### Excerpt to read
>> Begin

Add details for Ceph drive replacement

oneswig · oneswig · commit d9027b519571 · 2022-10-10T22:37:03.000+01:00
The process for removing and replacing a Ceph drive is described.
Ceph-Ansible invocation for redeployment is variable between
deployments.
diff --git a/source/ceph_storage.rst b/source/ceph_storage.rst
@@ -16,14 +16,15 @@ Ceph Storage
 
    The Ceph deployment is not managed by StackHPC Ltd.
 
+Ceph Operations and Troubleshooting
+===================================
+
+.. include:: include/ceph_troubleshooting.rst
+
 .. ifconfig:: deployment['ceph_ansible']
 
    Ceph Ansible
    ============
 
    .. include:: include/ceph_ansible.rst
 
-   Ceph Troubleshooting
-   ====================
-
-   .. include:: include/ceph_troubleshooting.rst
diff --git a/source/include/ceph_ansible.rst b/source/include/ceph_ansible.rst
@@ -1,5 +1,45 @@
 Making a Ceph-Ansible Checkout
-------------------------------
+==============================
 
 Invoking Ceph-Ansible
----------------------
+=====================
+
+Replacing a Failed Ceph Drive
+=============================
+
+Once an OSD has been identified as having a hardware failure,
+the affected drive will need to be replaced.
+
+.. note::
+
+   Hot-swapping a failed device will change the device enumeration
+   and this could confuse the device addressing in Kayobe LVM
+   configuration.
+
+   In kayobe-config, use ``/dev/disk/by-path`` device references to
+   avoid this issue.
+
+   Alternatively, always reboot a server when swapping drives.

>> End

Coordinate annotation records
>> Begin

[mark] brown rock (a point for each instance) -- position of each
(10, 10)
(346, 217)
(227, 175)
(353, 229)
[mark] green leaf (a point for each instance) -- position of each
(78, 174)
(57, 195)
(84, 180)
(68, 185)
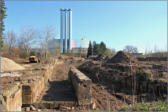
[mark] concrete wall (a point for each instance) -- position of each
(82, 86)
(11, 98)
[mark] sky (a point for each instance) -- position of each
(117, 23)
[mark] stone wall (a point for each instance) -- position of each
(31, 91)
(82, 86)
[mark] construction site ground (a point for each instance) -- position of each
(59, 93)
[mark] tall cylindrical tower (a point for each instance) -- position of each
(61, 30)
(65, 30)
(70, 28)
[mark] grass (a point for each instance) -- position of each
(154, 106)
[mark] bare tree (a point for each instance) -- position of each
(10, 40)
(130, 49)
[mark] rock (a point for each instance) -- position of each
(27, 109)
(94, 106)
(32, 108)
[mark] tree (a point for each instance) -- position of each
(11, 38)
(130, 49)
(89, 49)
(2, 17)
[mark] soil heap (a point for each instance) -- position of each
(121, 57)
(9, 65)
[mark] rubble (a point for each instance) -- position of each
(9, 65)
(122, 57)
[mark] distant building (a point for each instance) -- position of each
(137, 54)
(84, 43)
(79, 51)
(53, 46)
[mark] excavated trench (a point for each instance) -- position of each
(58, 92)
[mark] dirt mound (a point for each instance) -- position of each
(9, 65)
(122, 57)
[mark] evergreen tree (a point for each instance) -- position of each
(2, 17)
(89, 49)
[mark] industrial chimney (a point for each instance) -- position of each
(66, 30)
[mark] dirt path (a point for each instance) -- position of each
(59, 90)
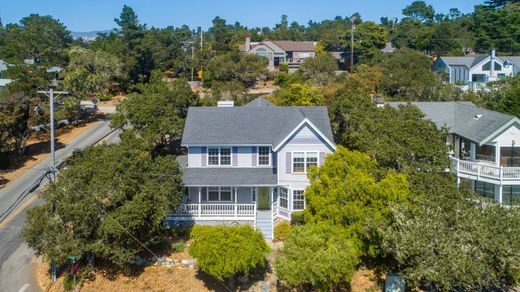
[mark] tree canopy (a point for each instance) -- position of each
(157, 112)
(450, 240)
(110, 200)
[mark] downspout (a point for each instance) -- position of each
(492, 65)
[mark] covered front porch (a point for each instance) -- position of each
(225, 202)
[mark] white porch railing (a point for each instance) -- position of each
(274, 207)
(476, 170)
(215, 210)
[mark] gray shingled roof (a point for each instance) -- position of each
(226, 176)
(461, 118)
(259, 102)
(472, 60)
(468, 61)
(261, 125)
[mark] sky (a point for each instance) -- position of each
(90, 15)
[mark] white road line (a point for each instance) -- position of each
(24, 287)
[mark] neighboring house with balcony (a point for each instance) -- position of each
(248, 164)
(485, 147)
(3, 80)
(292, 52)
(474, 71)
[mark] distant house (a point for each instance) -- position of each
(248, 164)
(485, 145)
(474, 71)
(294, 53)
(3, 80)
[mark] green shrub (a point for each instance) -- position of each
(68, 283)
(178, 246)
(297, 218)
(281, 230)
(284, 67)
(318, 257)
(225, 252)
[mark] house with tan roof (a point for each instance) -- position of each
(292, 52)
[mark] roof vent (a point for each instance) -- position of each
(225, 103)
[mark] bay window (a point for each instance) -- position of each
(298, 200)
(283, 198)
(302, 161)
(299, 162)
(217, 194)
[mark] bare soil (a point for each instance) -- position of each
(38, 148)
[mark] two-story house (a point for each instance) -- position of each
(474, 71)
(3, 80)
(276, 52)
(485, 147)
(248, 164)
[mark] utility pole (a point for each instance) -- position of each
(353, 28)
(50, 93)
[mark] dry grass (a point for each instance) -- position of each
(37, 149)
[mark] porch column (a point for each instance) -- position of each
(473, 151)
(235, 191)
(497, 154)
(199, 211)
(500, 193)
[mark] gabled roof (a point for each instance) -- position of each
(464, 119)
(292, 46)
(235, 176)
(472, 60)
(287, 46)
(255, 124)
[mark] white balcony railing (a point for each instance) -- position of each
(215, 210)
(476, 170)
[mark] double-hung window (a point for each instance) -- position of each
(263, 155)
(299, 162)
(283, 198)
(216, 194)
(302, 161)
(298, 200)
(219, 156)
(311, 159)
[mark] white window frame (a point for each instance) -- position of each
(268, 156)
(220, 156)
(219, 190)
(299, 200)
(305, 156)
(280, 197)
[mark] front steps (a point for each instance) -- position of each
(264, 223)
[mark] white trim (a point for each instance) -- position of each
(499, 131)
(304, 160)
(306, 120)
(220, 156)
(304, 203)
(219, 195)
(224, 145)
(269, 154)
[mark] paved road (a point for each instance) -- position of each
(16, 259)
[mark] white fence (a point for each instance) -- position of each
(216, 210)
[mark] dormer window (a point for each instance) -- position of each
(263, 155)
(487, 66)
(219, 156)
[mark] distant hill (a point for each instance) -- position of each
(89, 35)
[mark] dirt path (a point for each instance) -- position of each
(38, 149)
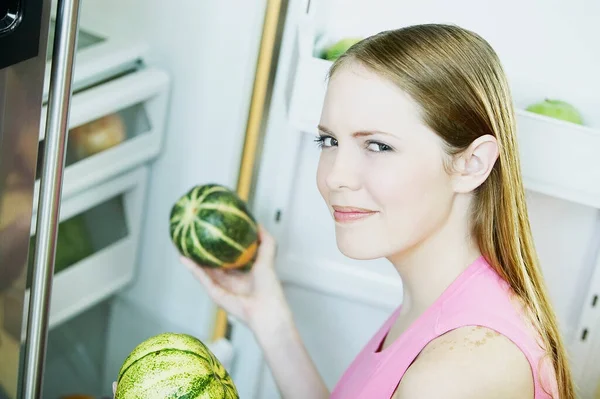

>> End

### Tasks and exercises
1 – Name every section heading that appears in the diff of source/include/ceph_ansible.rst in the Ceph drive replacement commit.
2 – Using the Ceph drive replacement commit, explain why kayobe-config should use ``/dev/disk/by-path`` device references.
3 – From the Ceph drive replacement commit, quote the part that opens with the words containing "Add details for" and closes with "deployments.".

### Written responses
1 –
Making a Ceph-Ansible Checkout
Invoking Ceph-Ansible
Replacing a Failed Ceph Drive

2 – Hot-swapping a failed device changes the device enumeration, and this could confuse the device addressing in Kayobe LVM configuration. ``/dev/disk/by-path`` references avoid this issue.

3 –
Add details for Ceph drive replacement

oneswig · oneswig · commit d9027b519571 · 2022-10-10T22:37:03.000+01:00
The process for removing and replacing a Ceph drive is described.
Ceph-Ansible invocation for redeployment is variable between
deployments.